**ABOUT THIS EXERCISE**.
A stretch of the entries below is to be set down exactly, running from the line with "# test: pointer marks one dot per instance of the green" through the line with "# test: pointer marks one dot per instance of the red", both included, and no other line.

**INPUT DATA**.
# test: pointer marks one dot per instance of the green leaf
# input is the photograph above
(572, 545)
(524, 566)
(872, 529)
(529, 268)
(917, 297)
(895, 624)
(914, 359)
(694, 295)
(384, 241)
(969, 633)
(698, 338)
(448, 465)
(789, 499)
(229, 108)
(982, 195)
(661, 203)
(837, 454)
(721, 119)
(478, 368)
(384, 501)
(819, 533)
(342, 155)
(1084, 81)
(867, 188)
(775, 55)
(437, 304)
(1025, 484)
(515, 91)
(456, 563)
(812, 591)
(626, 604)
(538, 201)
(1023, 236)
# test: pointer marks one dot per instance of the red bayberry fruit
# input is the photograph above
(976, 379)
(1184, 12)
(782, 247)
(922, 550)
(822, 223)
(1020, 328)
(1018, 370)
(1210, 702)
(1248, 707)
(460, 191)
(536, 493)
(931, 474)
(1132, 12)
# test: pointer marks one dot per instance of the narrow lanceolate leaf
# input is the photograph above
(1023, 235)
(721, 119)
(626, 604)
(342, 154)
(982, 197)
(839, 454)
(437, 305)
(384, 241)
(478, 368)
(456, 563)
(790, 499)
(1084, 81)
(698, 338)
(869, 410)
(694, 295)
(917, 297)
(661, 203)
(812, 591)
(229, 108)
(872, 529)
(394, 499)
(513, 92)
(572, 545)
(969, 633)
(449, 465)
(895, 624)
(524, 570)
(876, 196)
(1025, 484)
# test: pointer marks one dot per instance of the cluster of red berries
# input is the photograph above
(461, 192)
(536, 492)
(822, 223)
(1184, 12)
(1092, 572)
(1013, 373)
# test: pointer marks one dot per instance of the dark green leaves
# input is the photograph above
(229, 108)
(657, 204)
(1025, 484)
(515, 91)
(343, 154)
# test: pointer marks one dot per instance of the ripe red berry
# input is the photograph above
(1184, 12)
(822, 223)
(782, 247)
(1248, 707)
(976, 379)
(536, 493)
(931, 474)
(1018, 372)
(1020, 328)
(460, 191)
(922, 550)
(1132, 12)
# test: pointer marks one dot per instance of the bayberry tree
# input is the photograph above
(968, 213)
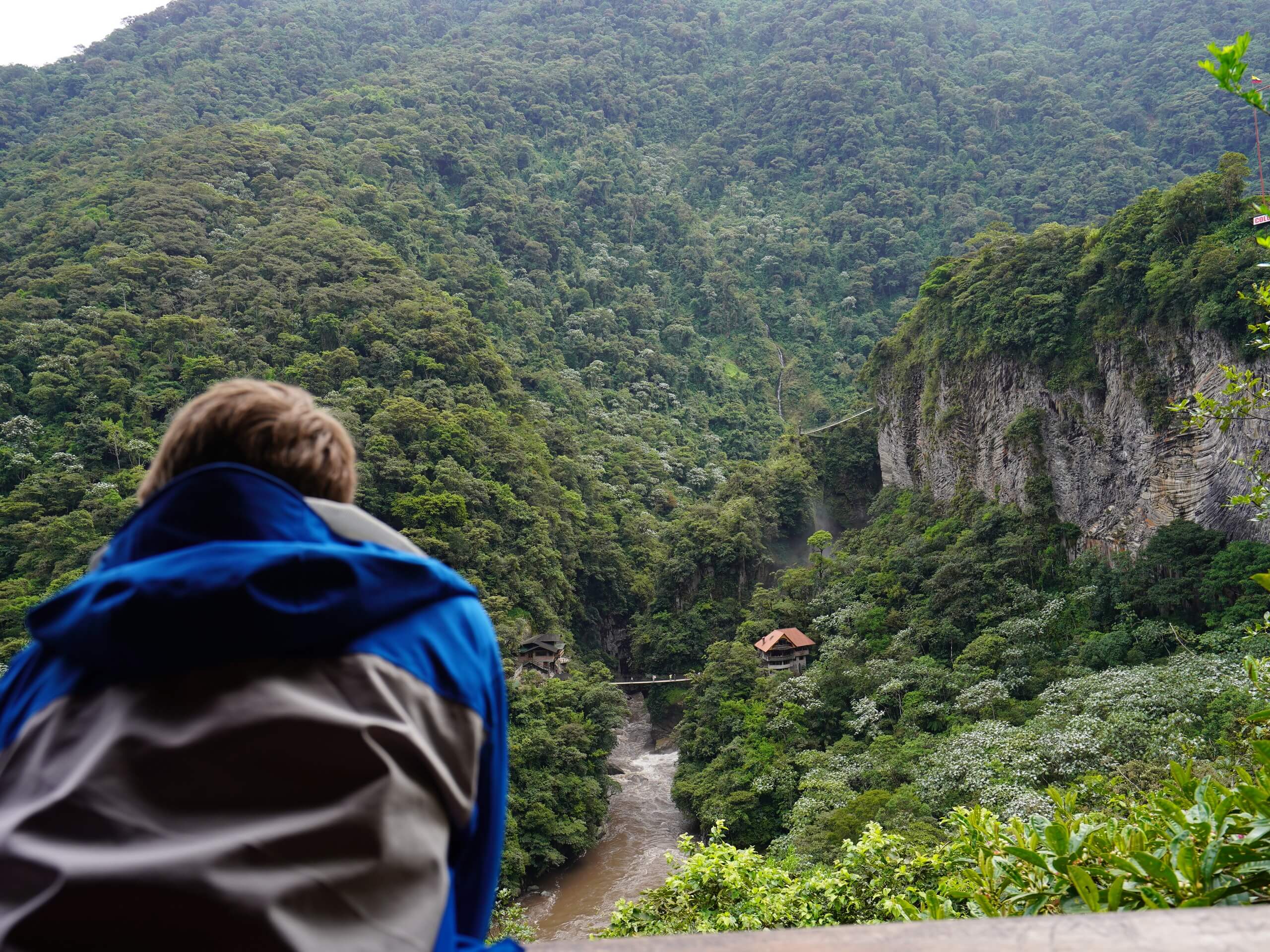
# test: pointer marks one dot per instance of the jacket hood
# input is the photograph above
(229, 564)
* * *
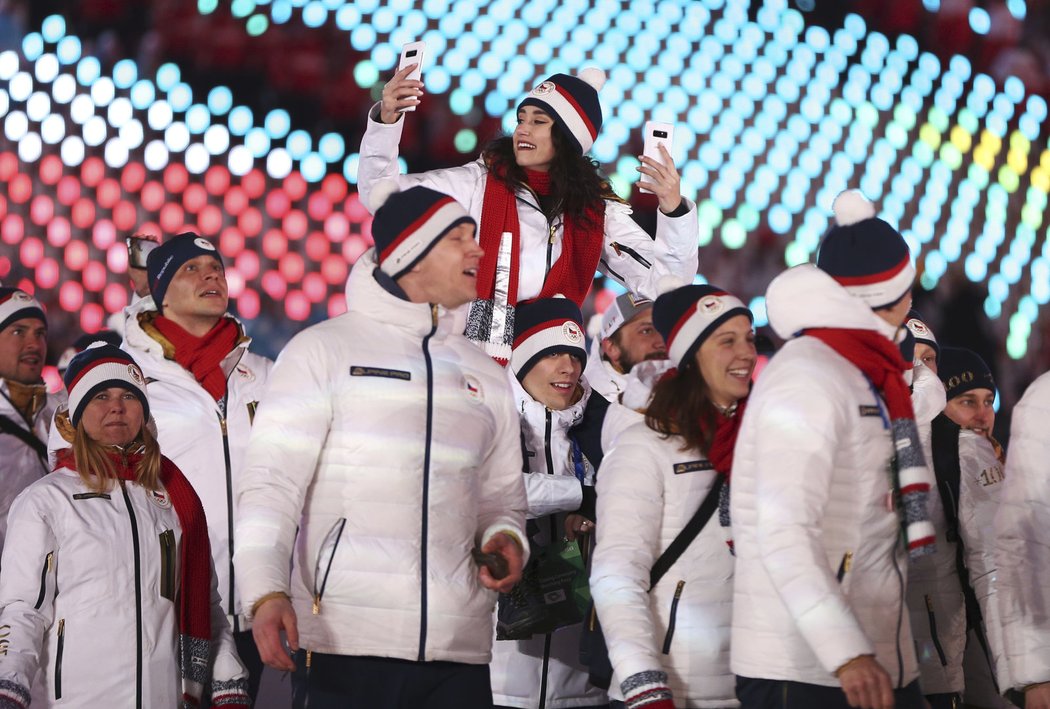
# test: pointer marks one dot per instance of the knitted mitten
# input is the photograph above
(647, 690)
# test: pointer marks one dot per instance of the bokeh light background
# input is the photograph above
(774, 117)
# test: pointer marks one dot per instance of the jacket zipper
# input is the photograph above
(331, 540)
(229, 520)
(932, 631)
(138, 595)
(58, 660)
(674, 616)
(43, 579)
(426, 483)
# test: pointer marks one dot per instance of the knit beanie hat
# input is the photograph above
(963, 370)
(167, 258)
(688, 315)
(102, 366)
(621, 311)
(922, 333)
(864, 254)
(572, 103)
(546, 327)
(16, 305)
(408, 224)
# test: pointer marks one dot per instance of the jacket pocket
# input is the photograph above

**EXERCISE OUTPUT**.
# test: pointer marks one dot per instance of the green leaf
# input is the photograph above
(572, 545)
(524, 566)
(872, 529)
(529, 268)
(917, 297)
(895, 624)
(914, 359)
(694, 295)
(384, 241)
(969, 633)
(698, 338)
(448, 465)
(789, 499)
(229, 108)
(982, 195)
(661, 203)
(837, 454)
(721, 119)
(478, 368)
(384, 501)
(819, 533)
(342, 155)
(1084, 81)
(867, 188)
(775, 55)
(437, 304)
(1025, 484)
(515, 91)
(456, 563)
(812, 591)
(626, 604)
(538, 201)
(1023, 236)
# test: pointer marks one dot per instance of the red bayberry fruit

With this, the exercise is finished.